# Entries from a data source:
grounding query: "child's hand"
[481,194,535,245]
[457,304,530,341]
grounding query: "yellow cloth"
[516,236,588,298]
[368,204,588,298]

# Written task:
Write out every line of the listing above with no changes.

# Output for this exercise:
grounding query: "child's hand"
[481,194,535,245]
[457,304,530,341]
grounding query: "yellow cloth"
[516,236,588,298]
[368,204,588,298]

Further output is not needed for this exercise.